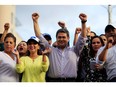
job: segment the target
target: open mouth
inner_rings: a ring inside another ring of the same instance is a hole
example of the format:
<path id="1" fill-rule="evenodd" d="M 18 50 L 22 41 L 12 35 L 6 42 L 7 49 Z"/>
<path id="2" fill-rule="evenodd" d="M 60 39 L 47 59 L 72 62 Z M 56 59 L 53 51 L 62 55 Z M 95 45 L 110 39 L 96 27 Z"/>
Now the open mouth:
<path id="1" fill-rule="evenodd" d="M 20 51 L 23 51 L 23 48 L 20 48 L 19 50 L 20 50 Z"/>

+++++

Everything from the line containing "95 45 L 110" through the last line above should be set down exactly; include no other lines.

<path id="2" fill-rule="evenodd" d="M 60 39 L 47 59 L 72 62 Z M 56 59 L 53 51 L 62 55 Z M 95 45 L 110 39 L 96 27 Z"/>
Now the open mouth:
<path id="1" fill-rule="evenodd" d="M 20 51 L 23 51 L 23 48 L 20 48 L 19 50 L 20 50 Z"/>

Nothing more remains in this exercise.